§ GIVEN TEXT
Read the testing standards skill (skills/standards/testing/SKILL.md) for project-specific test conventions. Verify tests exist and cover the acceptance criteria.

Test files exist for every production file
Tests cover all acceptance criteria from TASKS.md
Tests test behavior, not implementation details
Tests would fail if the feature were removed (not trivially passing)
Test file naming and location follows the project test conventions

7. Pattern Consistency

New code follows patterns established in existing codebase
Naming matches existing conventions (not introducing new conventions)
Directory organization matches existing structure
Error handling pattern matches existing error handling

Review Quality Rules

These three rules apply to ALL review agents. They address the most common classes of missed findings.

Same-Class Completeness

When you find a bug or deviation in one location, IMMEDIATELY scan ALL similar constructs in the codebase for the same bug class. If you find an off-by-one in one loop, check EVERY loop. If you find a missing null check in one handler, check EVERY handler. Report ALL instances, not just the first.

Example: You find that one checkbox parser misses the [FAILED] state. Scan every other checkbox/status parser in the codebase -- they likely have the same gap.

§ Stored dataset items
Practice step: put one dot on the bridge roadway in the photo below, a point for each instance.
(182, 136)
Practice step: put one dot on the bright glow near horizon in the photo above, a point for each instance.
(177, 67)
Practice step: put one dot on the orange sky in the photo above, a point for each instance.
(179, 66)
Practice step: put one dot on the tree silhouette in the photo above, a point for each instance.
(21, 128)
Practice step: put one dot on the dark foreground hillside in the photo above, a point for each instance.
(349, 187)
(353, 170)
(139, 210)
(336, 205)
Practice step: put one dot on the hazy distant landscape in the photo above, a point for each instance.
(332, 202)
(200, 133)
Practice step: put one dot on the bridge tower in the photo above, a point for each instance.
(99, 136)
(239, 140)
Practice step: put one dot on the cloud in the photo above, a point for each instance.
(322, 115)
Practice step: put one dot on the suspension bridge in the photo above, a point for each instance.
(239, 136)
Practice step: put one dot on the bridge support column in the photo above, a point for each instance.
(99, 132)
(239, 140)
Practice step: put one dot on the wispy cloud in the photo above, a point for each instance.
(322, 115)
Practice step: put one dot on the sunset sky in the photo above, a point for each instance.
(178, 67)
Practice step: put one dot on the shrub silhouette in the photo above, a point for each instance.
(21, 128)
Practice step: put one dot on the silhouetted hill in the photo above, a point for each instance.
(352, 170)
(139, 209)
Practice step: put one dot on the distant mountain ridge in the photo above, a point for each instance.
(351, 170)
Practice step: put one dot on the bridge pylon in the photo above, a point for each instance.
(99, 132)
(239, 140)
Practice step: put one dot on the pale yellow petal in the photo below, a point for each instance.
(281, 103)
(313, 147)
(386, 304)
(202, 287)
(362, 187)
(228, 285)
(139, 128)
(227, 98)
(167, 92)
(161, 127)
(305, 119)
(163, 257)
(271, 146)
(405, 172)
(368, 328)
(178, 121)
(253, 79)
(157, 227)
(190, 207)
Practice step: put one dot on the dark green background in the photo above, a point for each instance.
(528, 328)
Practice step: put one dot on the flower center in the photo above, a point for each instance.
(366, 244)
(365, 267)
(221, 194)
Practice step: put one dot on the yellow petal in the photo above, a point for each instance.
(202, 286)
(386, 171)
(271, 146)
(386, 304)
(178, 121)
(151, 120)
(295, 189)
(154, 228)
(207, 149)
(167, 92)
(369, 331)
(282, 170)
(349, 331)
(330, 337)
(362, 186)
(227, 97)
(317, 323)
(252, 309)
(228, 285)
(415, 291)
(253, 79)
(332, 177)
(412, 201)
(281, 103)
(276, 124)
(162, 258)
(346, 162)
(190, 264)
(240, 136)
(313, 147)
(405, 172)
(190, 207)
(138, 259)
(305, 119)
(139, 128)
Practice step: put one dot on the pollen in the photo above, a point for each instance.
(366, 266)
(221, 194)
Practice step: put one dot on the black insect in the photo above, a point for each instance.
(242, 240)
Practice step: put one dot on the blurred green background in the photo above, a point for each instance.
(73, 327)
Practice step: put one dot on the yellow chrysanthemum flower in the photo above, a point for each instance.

§ DIRECTIONS FOR THIS TASK
Continue the code review guidelines from the point where they end, after the last sentence shown.

§ TASK RESULT
Edge Case Enumeration

For each construct you review, systematically verify boundary conditions:

Loops: initialization, increment position, termination condition (> vs >=), off-by-one
Status transitions: verify ALL source states are handled (e.g., [ ], [x], [FAILED], empty)
String parsing: empty string, missing delimiter, extra whitespace, special characters
Numeric inputs: zero, negative, overflow, NaN

Example: A loop uses i < array.length but starts at index 1 -- the last element is processed but the first is skipped.

Crash-Path Tracing

For each state write (STATE.md, TASKS.md, REVIEW.md, config files), trace:

What is on disk before the write?
What is on disk after the write?
What if the session crashes between two sequential writes?
Does the resume/recovery path handle this partial state correctly?

Example: The command writes STATUS=EXECUTING to STATE.md, then writes TASKS.md checkboxes. If it crashes after the first write but before the second, resume sees EXECUTING but TASKS.md has no completed tasks -- does it re-execute everything or detect the gap?

Output Format

Write REVIEW.md to the phase directory (same location as TASKS.md).

Use the template at skills/core/templates/review-report.md as the format reference. The template defines:

Summary section with spec, phase, date, iteration number, and status
Counts tables for severity and category totals
Findings section with individual finding entries

Each finding gets a sequential ID: F-001, F-002, F-003, etc.

For every finding, include all 11 fields:

Severity: Critical, High, or Medium
Category: Bug, Spec Gap, Standards, Dead Code, Security, TDD, or Pattern
File: Exact file path relative to project root
Lines: Start and end line numbers (be specific -- generic findings without location are useless)
Evidence: Trace path showing how the bug manifests, e.g., file:line → file:line → file:line (problem)
Impact: Concrete user-facing or system consequence
Test Gap: Specific missing test scenario, or "Covered by [test_name]"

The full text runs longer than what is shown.